**Information given**
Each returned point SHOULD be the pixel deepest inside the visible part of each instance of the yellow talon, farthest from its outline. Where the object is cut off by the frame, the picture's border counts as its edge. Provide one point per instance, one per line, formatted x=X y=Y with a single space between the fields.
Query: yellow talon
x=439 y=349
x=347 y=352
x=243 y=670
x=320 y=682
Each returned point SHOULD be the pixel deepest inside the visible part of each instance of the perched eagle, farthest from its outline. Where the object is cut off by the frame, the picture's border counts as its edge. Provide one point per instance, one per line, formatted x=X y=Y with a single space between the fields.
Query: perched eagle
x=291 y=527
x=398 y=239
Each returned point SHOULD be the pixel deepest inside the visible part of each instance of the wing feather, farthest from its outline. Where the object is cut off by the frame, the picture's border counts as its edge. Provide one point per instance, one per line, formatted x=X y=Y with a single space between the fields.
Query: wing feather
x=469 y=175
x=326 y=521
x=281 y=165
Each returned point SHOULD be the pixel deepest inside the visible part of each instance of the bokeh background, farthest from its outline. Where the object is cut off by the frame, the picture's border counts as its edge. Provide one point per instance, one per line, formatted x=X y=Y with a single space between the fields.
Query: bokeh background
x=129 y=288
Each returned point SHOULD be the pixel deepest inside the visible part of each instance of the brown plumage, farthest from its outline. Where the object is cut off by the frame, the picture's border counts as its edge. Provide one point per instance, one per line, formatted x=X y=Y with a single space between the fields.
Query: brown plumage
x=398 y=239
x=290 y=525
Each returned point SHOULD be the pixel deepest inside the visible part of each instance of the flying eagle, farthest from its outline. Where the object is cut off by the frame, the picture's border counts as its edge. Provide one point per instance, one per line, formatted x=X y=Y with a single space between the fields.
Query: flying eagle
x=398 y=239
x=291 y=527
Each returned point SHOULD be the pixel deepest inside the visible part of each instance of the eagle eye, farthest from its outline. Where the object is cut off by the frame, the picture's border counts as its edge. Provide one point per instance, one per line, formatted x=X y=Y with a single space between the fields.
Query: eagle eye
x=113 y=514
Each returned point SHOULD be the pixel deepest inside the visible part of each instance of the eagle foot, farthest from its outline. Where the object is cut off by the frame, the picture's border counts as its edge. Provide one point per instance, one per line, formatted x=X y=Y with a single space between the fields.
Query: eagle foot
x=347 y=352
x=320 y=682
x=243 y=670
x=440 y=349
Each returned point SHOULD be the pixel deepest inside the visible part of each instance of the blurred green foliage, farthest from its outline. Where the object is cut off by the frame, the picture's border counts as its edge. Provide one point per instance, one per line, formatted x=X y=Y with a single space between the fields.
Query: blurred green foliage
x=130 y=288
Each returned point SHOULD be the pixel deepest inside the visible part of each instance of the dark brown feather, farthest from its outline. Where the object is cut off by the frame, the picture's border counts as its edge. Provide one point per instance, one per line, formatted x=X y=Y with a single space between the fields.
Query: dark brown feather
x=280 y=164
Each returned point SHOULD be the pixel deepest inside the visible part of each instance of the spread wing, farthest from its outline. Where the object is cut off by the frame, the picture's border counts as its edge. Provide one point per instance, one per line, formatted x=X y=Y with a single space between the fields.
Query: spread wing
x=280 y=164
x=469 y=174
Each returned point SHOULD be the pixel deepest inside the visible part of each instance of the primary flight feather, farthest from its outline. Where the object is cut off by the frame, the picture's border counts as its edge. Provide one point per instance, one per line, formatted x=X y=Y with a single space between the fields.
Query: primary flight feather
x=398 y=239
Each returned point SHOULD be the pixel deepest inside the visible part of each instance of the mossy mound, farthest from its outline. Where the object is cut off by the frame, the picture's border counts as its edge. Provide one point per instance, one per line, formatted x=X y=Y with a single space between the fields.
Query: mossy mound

**Your task**
Starting from the line with "of the mossy" and ending with the final line of the data, quote every line exactly, both ends included.

**Solution to the problem**
Each returned point SHOULD be the pixel deepest inside the visible part of each instance of the mossy mound, farthest from its outline. Where the object is cut off by the frame, the picture's border counts as its edge. Provide one point per instance, one per line, formatted x=X y=Y with a single space between the fields.
Query: mossy mound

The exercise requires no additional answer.